III. I finished the Chatham dry docks, commenced by my father, at the cost of 100,000l. In these there was nothing remarkable; after those of Sheerness they were much less difficult, although of a somewhat similar kind.

IV. The next great work was the finishing of the great breakwater in Plymouth Sound. The chief merit I claim for this is in adding the benching or berm on the outside, at the base of the sea slope, which breaks the sea before it reaches the slope and prevents it from acting injuriously upon it. I also claim a certain portion of the credit for arranging and executing the paving of the upper surface, and the dovetailed masonry of the two ends of the breakwater.

V. The design and execution of the Royal William Victualling Establishment, at Stonehouse, near Devonport, I claim entirely as my own, with the exception of the machinery, for which my brother George is entitled to an equal share of credit with myself. This establishment, including the cost of the land, amounted, I believe, to between 600,000l. and 700,000l.

VI. The great basin, two building slips for first-rates, mast slip, and the river wall in front, at the Royal Dockyard at Woolwich, costing 340,000l.

VII. In company with Mr. Joseph Whidby, Mr. Walker, and Captain Fullerton, of the Trinity House, I made a report for removing the bar, by means of dredging, at the entrance of Portsmouth harbour, upon which there was only 13 feet at low water of spring tides, which we estimated at 55,000l.; and it is singular that this important work was never carried into effect until many years afterwards, when it proved to be completely successful as far as it went. The bar was lowered 5 or 6 feet, and it might be lowered 8 or 10 feet more, so as to enable the largest class of vessels to enter and depart at low water of spring tides, which would be of the greatest possible advantage to the public service; and although the Admiralty have not carried the dredging far enough, still there is now 18 feet at low water of spring tides, which enables the largest class of vessels to pass the bar at half tide, instead of only at high water as before. This fully proves the value and correctness of our joint report; it only now requires that our recommendation should be carried further, and there can be little doubt that it will be successful. This great national harbour will be rendered accessible at low water, and it ought to be, particularly after the enormous sums that have been expended upon it, for unless the depth over the bar is increased all improvements will be comparatively valueless. Mr. Murray and myself wrote a joint report to the Admiralty, recommending that, in order to assist the dredging operations over the bar, a sluice should be erected across the entrance to Langston harbour, with the gates or doors of the sluice pointing inwards, so that at high water they might be shut, and all the water, or so much of it as might be required, should be sent through Portsmouth harbour at ebb tide, to assist in scouring down the bar. Of course, in order to render these works effective, it would be necessary to enlarge the connecting channel between Portsmouth and Langston harbour, so that all the Langston tidal water should flow out through Portsmouth during the time of ebb.

----------------

• _Problems_:
- a) Retype the part of the excerpt on harbor and dockyard works that opens with the words containing "V. The design" and closes with "600,000l. and 700,000l.".
- b) Answer these questions about the excerpt on harbor and dockyard works:
(i) At what cost were the Chatham dry docks finished?
(ii) Who is entitled to an equal share of credit for the machinery at the Royal William Victualling Establishment?
(iii) How much water is there now over the Portsmouth bar at low water of spring tides?

Region labeling items:
----------------

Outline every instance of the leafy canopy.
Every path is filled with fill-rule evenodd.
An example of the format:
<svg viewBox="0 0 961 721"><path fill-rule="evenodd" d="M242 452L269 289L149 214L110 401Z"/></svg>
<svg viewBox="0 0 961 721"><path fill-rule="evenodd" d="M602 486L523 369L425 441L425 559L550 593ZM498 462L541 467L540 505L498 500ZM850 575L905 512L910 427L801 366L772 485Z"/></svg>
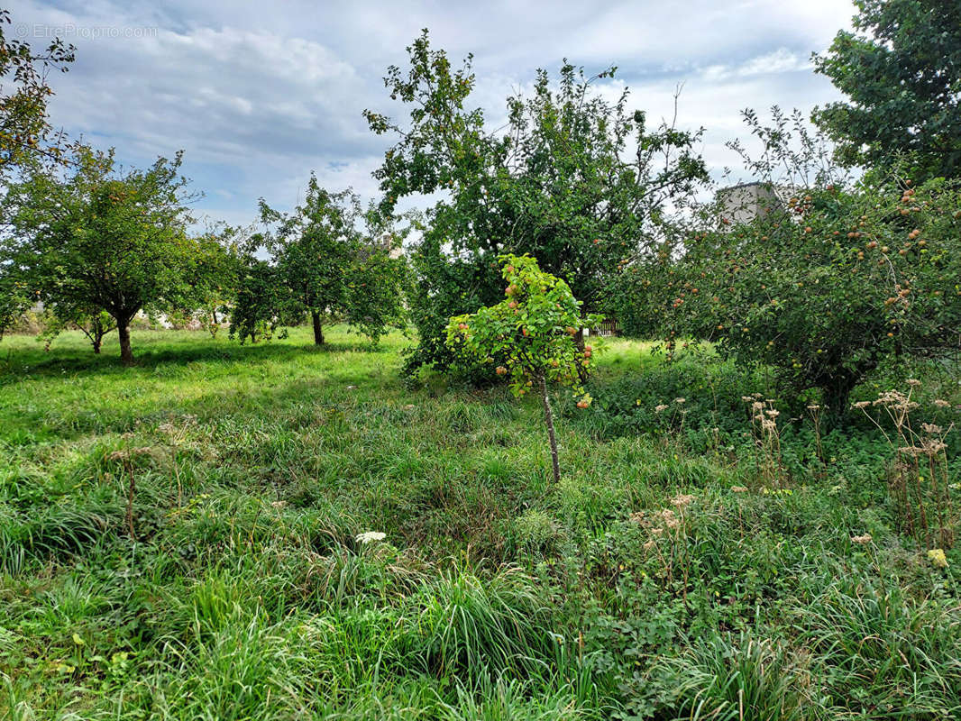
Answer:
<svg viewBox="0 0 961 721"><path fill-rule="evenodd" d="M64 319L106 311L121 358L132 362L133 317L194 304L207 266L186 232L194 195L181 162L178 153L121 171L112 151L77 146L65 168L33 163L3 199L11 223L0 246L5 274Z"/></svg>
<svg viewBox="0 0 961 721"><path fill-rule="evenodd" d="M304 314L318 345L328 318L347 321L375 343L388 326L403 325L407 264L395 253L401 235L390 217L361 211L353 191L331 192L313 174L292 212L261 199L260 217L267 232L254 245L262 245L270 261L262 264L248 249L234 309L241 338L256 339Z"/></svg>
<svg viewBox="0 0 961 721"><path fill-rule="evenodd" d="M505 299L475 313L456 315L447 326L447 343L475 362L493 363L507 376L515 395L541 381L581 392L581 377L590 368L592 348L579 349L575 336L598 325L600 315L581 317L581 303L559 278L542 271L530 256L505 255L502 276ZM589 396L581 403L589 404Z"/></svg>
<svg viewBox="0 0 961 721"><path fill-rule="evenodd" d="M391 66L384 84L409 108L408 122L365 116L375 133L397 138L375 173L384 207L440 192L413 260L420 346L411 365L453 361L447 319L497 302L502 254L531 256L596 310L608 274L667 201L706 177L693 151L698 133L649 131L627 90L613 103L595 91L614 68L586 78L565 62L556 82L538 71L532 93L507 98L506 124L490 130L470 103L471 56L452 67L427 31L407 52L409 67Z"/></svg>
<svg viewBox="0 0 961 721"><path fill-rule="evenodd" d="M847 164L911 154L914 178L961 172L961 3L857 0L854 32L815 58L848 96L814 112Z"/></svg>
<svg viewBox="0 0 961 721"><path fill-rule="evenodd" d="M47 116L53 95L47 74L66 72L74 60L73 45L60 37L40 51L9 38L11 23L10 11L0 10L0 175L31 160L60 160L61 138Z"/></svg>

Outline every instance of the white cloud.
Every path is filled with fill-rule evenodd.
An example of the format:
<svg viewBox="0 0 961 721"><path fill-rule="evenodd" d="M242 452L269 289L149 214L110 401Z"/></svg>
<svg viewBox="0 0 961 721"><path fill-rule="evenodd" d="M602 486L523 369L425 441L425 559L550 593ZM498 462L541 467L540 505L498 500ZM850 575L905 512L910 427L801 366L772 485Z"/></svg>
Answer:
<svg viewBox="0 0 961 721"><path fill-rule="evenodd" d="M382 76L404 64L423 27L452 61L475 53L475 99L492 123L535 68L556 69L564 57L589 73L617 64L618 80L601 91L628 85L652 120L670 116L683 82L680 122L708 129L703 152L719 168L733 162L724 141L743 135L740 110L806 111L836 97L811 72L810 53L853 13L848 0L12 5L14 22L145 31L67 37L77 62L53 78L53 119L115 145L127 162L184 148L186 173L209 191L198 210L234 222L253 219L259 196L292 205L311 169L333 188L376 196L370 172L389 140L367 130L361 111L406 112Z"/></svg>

----------------

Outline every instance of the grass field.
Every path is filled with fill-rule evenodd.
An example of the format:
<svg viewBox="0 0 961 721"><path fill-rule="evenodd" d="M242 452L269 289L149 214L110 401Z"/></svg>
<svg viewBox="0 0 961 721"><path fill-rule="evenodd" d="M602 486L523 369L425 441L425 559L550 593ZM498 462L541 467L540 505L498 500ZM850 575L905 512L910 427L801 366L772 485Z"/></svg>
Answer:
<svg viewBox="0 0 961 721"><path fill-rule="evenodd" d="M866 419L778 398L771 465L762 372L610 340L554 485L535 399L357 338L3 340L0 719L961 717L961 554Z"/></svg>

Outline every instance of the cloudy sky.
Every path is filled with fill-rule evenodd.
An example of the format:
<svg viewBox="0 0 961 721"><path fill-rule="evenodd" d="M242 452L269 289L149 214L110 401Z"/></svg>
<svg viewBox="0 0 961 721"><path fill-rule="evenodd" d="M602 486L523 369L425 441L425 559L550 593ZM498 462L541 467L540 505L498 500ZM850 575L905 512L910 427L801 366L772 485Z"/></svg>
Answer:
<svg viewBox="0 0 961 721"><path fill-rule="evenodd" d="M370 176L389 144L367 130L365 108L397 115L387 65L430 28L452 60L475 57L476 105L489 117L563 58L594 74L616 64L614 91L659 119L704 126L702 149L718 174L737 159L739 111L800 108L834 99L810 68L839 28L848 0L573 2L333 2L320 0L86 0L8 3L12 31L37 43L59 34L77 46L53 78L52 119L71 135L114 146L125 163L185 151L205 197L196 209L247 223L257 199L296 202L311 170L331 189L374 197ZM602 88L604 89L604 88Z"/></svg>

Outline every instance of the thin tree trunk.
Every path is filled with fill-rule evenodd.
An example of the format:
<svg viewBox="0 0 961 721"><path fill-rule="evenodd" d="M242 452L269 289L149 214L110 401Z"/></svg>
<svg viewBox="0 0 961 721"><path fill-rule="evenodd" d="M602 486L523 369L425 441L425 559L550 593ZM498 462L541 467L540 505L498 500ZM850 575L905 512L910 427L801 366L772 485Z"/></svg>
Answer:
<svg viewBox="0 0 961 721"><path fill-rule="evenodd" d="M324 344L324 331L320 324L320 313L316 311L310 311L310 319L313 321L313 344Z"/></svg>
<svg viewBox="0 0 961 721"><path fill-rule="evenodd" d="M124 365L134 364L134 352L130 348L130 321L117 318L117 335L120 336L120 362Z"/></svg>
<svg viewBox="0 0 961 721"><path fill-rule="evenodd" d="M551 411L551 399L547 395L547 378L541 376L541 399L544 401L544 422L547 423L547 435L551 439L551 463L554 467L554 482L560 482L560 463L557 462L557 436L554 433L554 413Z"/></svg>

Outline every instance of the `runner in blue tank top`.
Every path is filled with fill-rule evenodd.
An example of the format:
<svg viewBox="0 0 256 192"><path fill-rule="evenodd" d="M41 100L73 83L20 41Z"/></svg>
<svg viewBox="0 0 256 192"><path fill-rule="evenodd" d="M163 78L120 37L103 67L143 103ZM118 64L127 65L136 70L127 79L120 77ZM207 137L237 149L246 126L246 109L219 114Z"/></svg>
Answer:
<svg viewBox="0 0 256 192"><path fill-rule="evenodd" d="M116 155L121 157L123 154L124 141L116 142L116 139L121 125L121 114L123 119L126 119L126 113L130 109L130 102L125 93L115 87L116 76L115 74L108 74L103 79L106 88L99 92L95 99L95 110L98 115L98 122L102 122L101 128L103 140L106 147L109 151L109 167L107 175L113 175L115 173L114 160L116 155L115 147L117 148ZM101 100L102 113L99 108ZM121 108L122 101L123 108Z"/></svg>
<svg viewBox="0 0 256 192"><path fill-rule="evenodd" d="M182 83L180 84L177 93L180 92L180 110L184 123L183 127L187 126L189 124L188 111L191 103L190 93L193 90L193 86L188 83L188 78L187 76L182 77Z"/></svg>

----------------

• _The answers_:
- a)
V. The design and execution of the Royal William Victualling Establishment, at Stonehouse, near Devonport, I claim entirely as my own, with the exception of the machinery, for which my brother George is entitled to an equal share of credit with myself. This establishment, including the cost of the land, amounted, I believe, to between 600,000l. and 700,000l.

- b)
(i) 100,000l.
(ii) The writer's brother George
(iii) 18 feet